● **Document section**
↓↓↓
Testimony Meeting: Not the Time for Coming Out…Or a Lot of Other Things

The Church is getting a lot of flack in the press over a stake presidency member’s decision to cut the mic during a 12-year old’s “testimony,” in which she declared that she is gay (while her parents rolled tape on the entire affair).  I guess I would understand the controversy if it really were a matter of silencing a member’s declaration that he or she is gay.  But I think that the hullabaloo over the incident misses the point of what a Testimony meeting is for.

For those who aren’t members of the Church, a quick explanation.  On the first Sunday of each month, our regular “Sacrament meeting” (think of it as mass, or Sunday services, or whatever makes sense for your frame of reference) is designated as a “Testimony” meeting.  Members are encouraged to fast prior to the meeting, and during the meeting they  are invited to share their testimonies of the gospel.

Contrary to popular opinion within the Church, a Testimony meeting is not “open mic night for Mormons.”  Although there are no hard-and-fast rules for what constitutes a “testimony,” the presiding priesthood holder at the meeting (usually the bishop, but in this case a stake presidency member was present) has the discretion to ask someone to step down if what they are sharing is not consistent with the purpose of the meeting.
↑↑↑
● **Dataset extract**
↓↓↓
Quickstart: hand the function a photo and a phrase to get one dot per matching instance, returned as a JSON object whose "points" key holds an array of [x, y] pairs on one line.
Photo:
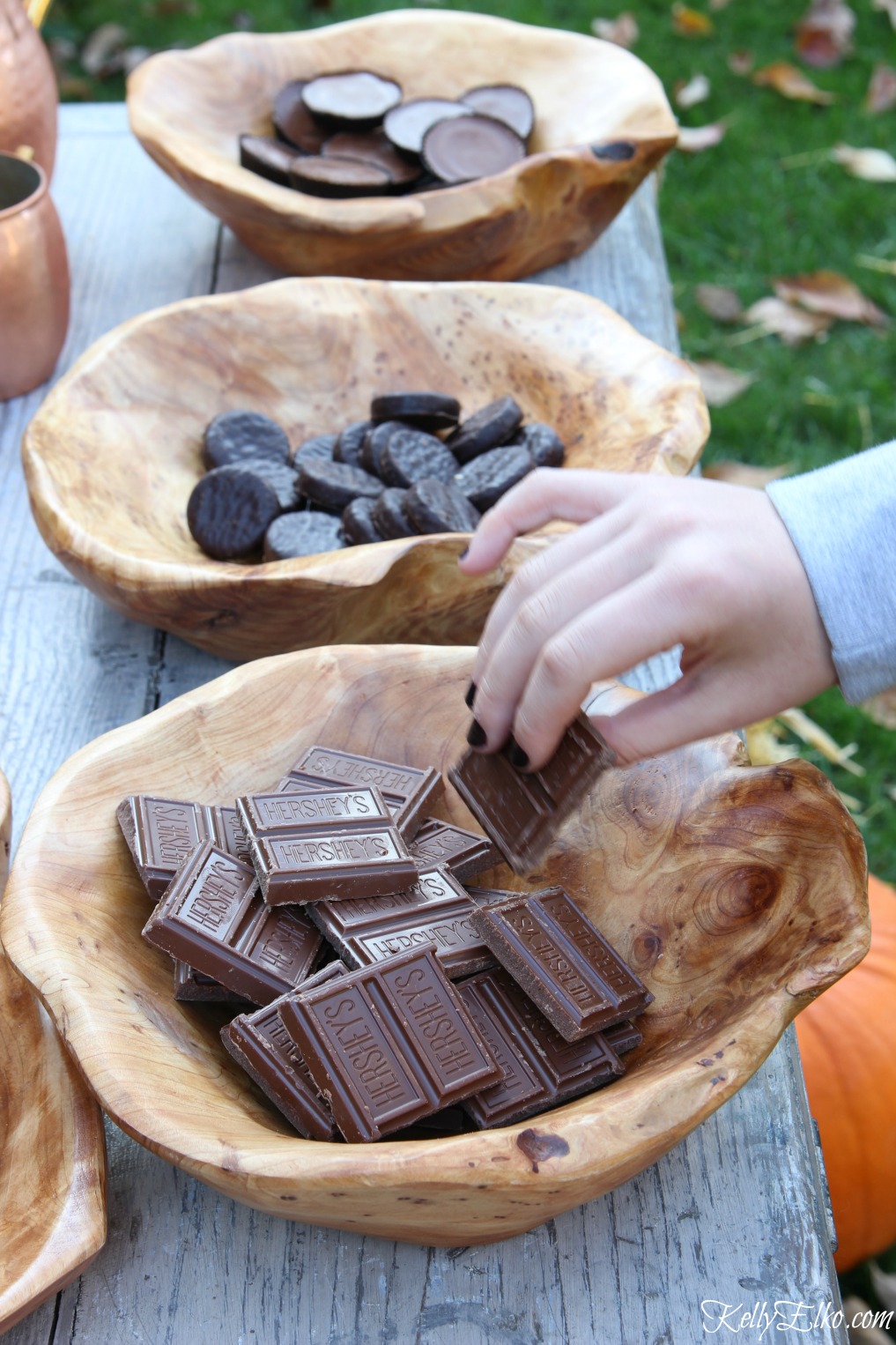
↑↑↑
● **Brief 1**
Please reproduce the testimony meeting post word for word, starting with "Testimony Meeting: Not" and going on through "meeting is for.".
● **Brief 2**
According to the testimony meeting post, on which Sunday of each month is the regular Sacrament meeting designated as a Testimony meeting?

● **Problem solution 1**
Testimony Meeting: Not the Time for Coming Out…Or a Lot of Other Things

The Church is getting a lot of flack in the press over a stake presidency member’s decision to cut the mic during a 12-year old’s “testimony,” in which she declared that she is gay (while her parents rolled tape on the entire affair).  I guess I would understand the controversy if it really were a matter of silencing a member’s declaration that he or she is gay.  But I think that the hullabaloo over the incident misses the point of what a Testimony meeting is for.

● **Problem solution 2**
The first Sunday of each month.